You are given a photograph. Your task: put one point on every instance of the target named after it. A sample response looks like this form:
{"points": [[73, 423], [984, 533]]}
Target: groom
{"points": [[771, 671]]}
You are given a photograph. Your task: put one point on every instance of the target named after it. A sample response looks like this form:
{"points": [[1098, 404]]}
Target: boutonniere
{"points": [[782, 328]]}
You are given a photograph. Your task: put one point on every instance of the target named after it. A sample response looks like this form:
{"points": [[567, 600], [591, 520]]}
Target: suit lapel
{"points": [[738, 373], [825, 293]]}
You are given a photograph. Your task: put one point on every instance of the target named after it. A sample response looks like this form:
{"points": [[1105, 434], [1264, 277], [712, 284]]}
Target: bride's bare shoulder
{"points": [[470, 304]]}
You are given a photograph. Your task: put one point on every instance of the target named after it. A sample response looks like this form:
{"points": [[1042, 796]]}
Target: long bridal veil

What is expected:
In full and without deviation, reproduce the entries above.

Response area:
You are given a photograph. Your task: put one point on every instance of the target named after it. A sample response looks like this form:
{"points": [[73, 423], [984, 533]]}
Target: groom
{"points": [[771, 671]]}
You are given a photograph. Your task: put one point on every instance of the target named after it. A sample response looks like this form:
{"points": [[1098, 404]]}
Target: boutonniere
{"points": [[782, 328]]}
You are given a photograph. Your task: put one point on every instance of the target named after it. A sample response looks like this form:
{"points": [[567, 600], [591, 520]]}
Target: suit lapel
{"points": [[738, 373], [825, 293]]}
You are given a photograph. Your task: put one point on every instance of the target named after it. A sample response looks like this form:
{"points": [[1105, 434], [1264, 277], [712, 284]]}
Target: bride's bare shoulder
{"points": [[470, 304]]}
You are given a photograph. Your task: put one point on every instance of the target named after it. A sample response looks like this form:
{"points": [[1042, 796]]}
Target: long bridal veil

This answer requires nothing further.